> _AUSGANGSTEXT_:
'''

Beethoven und die Sehnsucht des Menschen nach Gott
Am 16. Dezember wird weltweit des 250. Geburtstags von Ludwig van Beethoven gedacht. Er war einer der Lieblingskomponisten von Don Giussani. Hier ein Kommentar zum Violinkonzert op. 61 „Das Thema ist Sinnbild der Sehnsucht des Menschen nach Gott.“*Das letzte und eigentliche Thema der menschlichen Existenz könnte man so zusammenfassen: Der Mensch entsteht aus etwas anderem und erhält alles von einem anderen. Es ist beeindruckend, dass wir uns nichts von dem, was unser Ich ausmacht, selbst gegeben haben. Trotzdem ist es die schlimmste Versuchung des Menschen, sich als autonom zu betrachten. Sie ist so schwerwiegend, dass sie im Grunde mit der Erbsünde zusammenfällt.

'''

> _AUFGABEN_:
1: Schreiben Sie im Text über Beethoven den Abschnitt neu, der mit den Worten „Beethoven und die“ beginnt und mit „der Erbsünde zusammenfällt.“ endet, und setzen Sie dabei „Gefahr“ an die Stelle von „Versuchung“.
2: Beantworten Sie diese Fragen zum Text über Beethoven:
(a) An welchem Tag wird des 250. Geburtstags von Ludwig van Beethoven gedacht?
(b) Zu welchem Werk Beethovens folgt ein Kommentar?
(c) Womit fällt die schlimmste Versuchung des Menschen im Grunde zusammen?

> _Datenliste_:

'''

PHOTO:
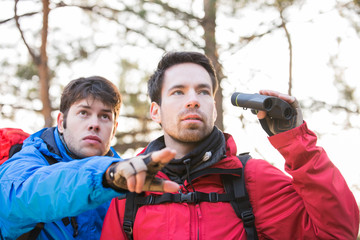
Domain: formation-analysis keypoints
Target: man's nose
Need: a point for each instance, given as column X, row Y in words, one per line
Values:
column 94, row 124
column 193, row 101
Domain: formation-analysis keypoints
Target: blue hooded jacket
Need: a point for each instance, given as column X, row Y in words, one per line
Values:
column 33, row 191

'''
'''

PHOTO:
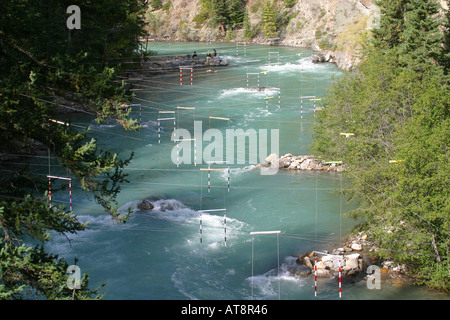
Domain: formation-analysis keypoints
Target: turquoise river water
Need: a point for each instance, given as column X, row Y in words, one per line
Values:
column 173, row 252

'''

> _LÖSUNGEN_:
1:
Beethoven und die Sehnsucht des Menschen nach Gott
Am 16. Dezember wird weltweit des 250. Geburtstags von Ludwig van Beethoven gedacht. Er war einer der Lieblingskomponisten von Don Giussani. Hier ein Kommentar zum Violinkonzert op. 61 „Das Thema ist Sinnbild der Sehnsucht des Menschen nach Gott.“*Das letzte und eigentliche Thema der menschlichen Existenz könnte man so zusammenfassen: Der Mensch entsteht aus etwas anderem und erhält alles von einem anderen. Es ist beeindruckend, dass wir uns nichts von dem, was unser Ich ausmacht, selbst gegeben haben. Trotzdem ist es die schlimmste Gefahr des Menschen, sich als autonom zu betrachten. Sie ist so schwerwiegend, dass sie im Grunde mit der Erbsünde zusammenfällt.

2:
(a) Am 16. Dezember.
(b) Zum Violinkonzert op. 61.
(c) Mit der Erbsünde.